Written task
Return every line of the material below that contains the string "breast", matching case exactly.

----- Provided data -----

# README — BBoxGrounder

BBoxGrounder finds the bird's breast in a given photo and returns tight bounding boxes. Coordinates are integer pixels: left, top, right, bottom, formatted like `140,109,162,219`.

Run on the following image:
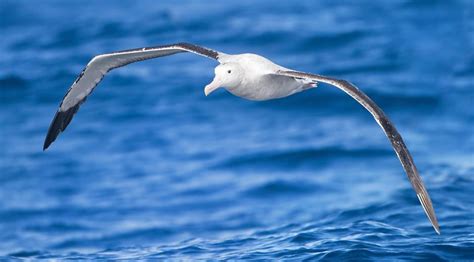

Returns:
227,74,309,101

-----
----- Provided data -----

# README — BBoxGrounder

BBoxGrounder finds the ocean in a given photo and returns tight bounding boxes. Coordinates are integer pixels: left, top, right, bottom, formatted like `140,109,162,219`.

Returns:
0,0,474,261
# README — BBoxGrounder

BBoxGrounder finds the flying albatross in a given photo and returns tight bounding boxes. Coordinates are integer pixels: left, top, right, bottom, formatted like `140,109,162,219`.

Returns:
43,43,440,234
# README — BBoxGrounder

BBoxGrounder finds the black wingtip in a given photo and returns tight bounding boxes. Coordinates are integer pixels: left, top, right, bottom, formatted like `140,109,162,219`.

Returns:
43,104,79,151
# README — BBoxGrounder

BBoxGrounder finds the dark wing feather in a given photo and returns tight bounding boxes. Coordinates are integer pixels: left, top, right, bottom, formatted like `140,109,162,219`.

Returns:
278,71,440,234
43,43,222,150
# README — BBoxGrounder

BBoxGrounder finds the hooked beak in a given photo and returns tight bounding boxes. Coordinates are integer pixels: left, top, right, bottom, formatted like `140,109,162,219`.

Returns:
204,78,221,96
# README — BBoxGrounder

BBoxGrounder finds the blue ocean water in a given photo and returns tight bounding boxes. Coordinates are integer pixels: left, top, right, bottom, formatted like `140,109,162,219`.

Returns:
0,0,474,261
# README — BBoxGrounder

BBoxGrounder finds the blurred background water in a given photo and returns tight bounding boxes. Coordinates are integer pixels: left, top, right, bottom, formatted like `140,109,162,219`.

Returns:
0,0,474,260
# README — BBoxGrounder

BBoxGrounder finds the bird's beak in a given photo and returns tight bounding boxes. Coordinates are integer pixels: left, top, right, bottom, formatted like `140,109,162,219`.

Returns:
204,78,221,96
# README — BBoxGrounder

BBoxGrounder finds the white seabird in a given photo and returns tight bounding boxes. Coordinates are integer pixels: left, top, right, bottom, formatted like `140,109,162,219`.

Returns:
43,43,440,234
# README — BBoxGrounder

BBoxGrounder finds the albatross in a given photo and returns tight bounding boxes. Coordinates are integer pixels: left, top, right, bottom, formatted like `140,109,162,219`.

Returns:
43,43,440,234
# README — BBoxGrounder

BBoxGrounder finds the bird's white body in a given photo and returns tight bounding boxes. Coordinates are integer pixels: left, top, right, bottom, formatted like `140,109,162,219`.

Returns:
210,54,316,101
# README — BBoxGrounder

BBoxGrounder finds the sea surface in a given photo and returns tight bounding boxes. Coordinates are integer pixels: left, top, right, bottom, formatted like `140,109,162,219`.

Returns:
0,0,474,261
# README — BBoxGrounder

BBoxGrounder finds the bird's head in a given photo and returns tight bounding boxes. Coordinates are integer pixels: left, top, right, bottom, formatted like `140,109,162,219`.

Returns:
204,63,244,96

-----

Written response
BBoxGrounder finds the bird's breast in a given photo and returns tight bounding boxes. Coordinates are integer pixels: left, top, right, bottom, formatted like `140,109,162,219`.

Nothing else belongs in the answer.